--- start ---

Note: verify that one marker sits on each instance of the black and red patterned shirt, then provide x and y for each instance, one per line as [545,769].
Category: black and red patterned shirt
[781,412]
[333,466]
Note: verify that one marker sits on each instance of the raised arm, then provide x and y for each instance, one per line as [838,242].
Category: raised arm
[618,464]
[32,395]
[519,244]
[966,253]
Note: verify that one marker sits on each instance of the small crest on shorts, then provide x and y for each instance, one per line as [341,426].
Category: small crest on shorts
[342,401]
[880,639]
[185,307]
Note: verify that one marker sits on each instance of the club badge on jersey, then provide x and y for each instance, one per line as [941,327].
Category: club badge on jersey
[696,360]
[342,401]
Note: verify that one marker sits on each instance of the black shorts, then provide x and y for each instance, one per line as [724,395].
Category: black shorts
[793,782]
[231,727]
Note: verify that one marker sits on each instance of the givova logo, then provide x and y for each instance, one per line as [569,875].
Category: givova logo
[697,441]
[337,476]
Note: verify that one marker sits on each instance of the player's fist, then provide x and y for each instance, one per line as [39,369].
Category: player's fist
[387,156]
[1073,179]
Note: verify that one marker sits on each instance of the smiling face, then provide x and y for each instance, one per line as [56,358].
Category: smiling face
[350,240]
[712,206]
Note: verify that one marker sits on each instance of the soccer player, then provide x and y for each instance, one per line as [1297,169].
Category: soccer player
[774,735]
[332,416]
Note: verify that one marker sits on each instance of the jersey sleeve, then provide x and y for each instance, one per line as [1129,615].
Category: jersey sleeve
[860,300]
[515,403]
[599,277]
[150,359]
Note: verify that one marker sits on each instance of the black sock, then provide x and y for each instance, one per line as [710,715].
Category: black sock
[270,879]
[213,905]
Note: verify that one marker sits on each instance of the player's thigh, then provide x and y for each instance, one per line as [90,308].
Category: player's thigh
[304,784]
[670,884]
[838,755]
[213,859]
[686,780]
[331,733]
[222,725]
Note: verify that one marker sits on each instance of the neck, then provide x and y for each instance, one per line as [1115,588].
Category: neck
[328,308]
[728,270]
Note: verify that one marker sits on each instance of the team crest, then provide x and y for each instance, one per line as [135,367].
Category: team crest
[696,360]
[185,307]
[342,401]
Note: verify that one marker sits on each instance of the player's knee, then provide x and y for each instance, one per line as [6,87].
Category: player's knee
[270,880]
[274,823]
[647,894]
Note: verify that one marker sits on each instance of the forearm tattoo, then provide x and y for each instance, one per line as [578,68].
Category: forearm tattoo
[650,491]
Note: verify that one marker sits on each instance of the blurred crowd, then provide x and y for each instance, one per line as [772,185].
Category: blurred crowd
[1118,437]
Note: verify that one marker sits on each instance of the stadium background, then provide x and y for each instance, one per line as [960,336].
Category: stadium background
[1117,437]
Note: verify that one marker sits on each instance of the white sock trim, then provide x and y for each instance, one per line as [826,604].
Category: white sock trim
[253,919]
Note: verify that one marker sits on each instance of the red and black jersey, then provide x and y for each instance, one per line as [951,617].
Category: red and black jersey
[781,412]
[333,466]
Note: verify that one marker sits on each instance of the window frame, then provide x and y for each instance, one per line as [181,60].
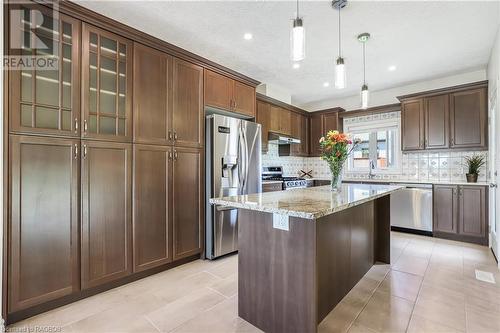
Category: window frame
[372,127]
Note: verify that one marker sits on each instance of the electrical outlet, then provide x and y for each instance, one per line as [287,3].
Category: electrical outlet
[281,221]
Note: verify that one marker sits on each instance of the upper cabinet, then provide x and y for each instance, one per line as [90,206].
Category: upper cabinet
[107,79]
[152,95]
[264,118]
[412,125]
[47,101]
[187,110]
[448,118]
[224,93]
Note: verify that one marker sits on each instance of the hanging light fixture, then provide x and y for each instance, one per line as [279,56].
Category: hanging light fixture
[340,72]
[365,94]
[298,38]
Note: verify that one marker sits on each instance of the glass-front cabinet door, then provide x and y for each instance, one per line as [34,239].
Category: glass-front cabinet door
[45,93]
[107,80]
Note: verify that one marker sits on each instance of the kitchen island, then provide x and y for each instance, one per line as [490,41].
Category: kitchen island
[302,250]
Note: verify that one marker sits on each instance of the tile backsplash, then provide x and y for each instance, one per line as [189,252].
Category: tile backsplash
[421,166]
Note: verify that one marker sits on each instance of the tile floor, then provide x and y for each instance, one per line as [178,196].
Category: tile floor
[430,287]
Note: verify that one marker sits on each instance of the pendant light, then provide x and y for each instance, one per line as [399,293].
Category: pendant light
[298,38]
[340,72]
[365,94]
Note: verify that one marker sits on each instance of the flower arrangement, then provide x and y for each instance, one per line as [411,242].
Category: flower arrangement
[335,149]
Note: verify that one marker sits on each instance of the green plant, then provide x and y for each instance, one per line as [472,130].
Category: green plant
[474,163]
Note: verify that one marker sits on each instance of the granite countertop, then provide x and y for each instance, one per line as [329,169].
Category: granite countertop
[308,203]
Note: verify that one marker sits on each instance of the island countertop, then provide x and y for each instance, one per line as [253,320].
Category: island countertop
[308,203]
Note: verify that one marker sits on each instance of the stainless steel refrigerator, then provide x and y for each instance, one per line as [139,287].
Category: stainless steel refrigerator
[233,167]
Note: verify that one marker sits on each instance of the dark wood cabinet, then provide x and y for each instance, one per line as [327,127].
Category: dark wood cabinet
[468,118]
[412,125]
[460,213]
[43,236]
[316,132]
[106,212]
[437,118]
[107,85]
[152,229]
[224,93]
[319,124]
[299,125]
[187,115]
[152,95]
[244,99]
[187,202]
[48,101]
[450,118]
[264,119]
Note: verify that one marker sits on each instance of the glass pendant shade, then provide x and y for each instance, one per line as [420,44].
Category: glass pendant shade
[365,95]
[298,40]
[340,74]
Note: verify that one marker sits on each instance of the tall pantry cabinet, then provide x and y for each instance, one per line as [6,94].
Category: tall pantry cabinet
[105,165]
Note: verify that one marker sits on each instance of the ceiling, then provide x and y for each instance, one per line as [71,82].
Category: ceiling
[423,39]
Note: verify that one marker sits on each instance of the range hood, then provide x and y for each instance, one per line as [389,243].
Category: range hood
[280,139]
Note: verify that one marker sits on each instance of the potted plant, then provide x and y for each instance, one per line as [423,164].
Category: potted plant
[473,163]
[335,150]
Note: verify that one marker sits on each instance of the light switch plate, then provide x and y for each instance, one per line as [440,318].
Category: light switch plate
[281,221]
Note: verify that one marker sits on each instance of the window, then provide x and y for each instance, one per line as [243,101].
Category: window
[379,144]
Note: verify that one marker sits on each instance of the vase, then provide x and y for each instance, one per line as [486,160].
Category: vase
[336,183]
[471,177]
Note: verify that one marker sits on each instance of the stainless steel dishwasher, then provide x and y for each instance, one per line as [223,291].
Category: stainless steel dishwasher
[411,208]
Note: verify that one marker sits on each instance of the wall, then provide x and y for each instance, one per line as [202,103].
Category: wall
[388,96]
[415,167]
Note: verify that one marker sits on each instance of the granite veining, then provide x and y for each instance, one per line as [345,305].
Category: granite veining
[308,203]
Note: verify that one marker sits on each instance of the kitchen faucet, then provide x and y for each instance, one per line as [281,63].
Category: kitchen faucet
[371,168]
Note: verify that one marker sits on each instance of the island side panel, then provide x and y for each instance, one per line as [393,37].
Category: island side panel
[383,229]
[276,273]
[345,252]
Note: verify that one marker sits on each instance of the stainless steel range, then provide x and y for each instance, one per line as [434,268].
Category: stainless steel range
[276,173]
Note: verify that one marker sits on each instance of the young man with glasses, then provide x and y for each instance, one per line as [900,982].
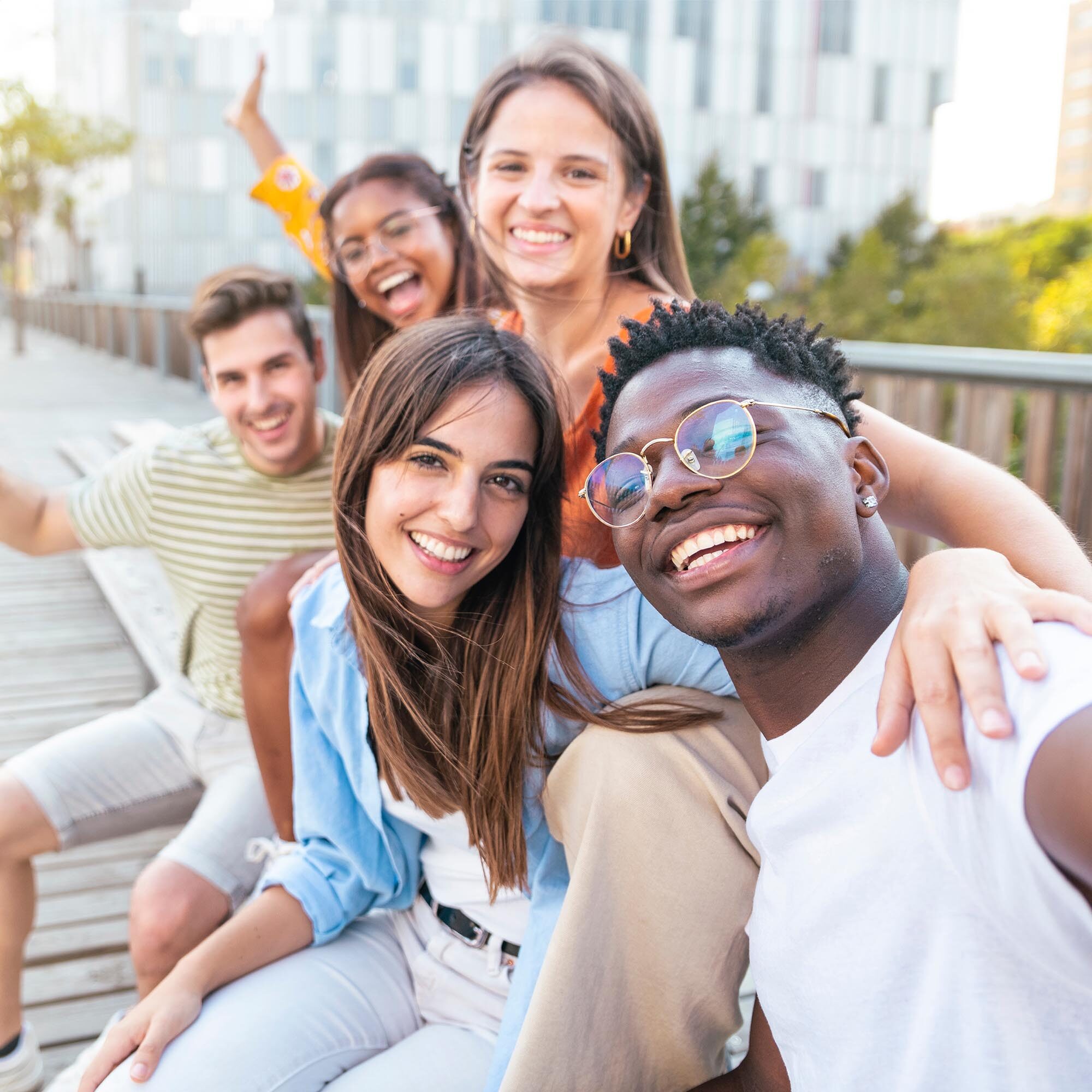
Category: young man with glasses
[217,504]
[903,936]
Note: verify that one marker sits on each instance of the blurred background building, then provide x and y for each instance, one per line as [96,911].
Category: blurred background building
[1073,188]
[821,111]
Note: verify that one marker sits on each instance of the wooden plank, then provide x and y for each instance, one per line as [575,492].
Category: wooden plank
[75,1020]
[82,907]
[78,978]
[61,1058]
[91,876]
[140,432]
[137,590]
[78,940]
[145,845]
[1040,441]
[1077,469]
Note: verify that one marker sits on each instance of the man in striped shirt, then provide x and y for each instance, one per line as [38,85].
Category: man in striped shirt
[216,503]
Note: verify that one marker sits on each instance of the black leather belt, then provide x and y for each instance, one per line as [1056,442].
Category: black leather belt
[466,929]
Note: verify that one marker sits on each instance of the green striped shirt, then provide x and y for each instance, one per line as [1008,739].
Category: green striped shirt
[215,523]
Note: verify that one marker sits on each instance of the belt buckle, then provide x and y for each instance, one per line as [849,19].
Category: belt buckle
[479,941]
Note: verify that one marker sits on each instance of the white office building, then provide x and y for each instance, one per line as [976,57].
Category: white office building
[822,110]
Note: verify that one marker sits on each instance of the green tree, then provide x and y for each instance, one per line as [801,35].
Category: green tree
[40,147]
[1062,316]
[716,225]
[757,271]
[969,296]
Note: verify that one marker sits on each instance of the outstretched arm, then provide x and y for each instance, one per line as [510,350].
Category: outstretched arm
[245,115]
[1058,801]
[267,930]
[34,521]
[962,601]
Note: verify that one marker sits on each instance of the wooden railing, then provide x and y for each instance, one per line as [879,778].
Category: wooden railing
[1030,413]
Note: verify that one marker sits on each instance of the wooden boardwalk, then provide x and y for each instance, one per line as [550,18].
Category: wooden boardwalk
[64,661]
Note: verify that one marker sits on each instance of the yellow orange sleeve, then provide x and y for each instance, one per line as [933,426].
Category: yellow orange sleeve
[294,194]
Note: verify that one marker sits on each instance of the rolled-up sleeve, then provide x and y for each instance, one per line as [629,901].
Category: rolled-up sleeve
[350,858]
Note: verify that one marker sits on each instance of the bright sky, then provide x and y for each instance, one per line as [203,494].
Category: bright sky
[995,144]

--- end ---

Only the lines from the one containing "line as [879,778]." to the end of the data should be printed, exactly as they stand.

- The solution -
Note: verify that one marker sits on each instance of the wooden railing, then provide x and y for each instance, one per line as [879,778].
Category: wooden railing
[1030,413]
Note: verify that one marker sits on each instance of the wooden boardwalk, then provide x and y for each instance, one per line as [550,18].
Category: wooden boardwalk
[64,661]
Note: verify that one marker sits on each instance of the yellow orange sleeve, then provide x and y for each instance, one per line as [933,426].
Category: yellow orange sleeve
[294,194]
Note: verify that one marker sits on each instance of the rolled-up sleeve, then provide x and y for each instance, one per line as [629,901].
Category: rolled-up sleeve
[350,858]
Note: verify that one marker sits on each instance of the bright sky, then provide x and y for each instance, one per line as [203,494].
Category: bright sky
[995,144]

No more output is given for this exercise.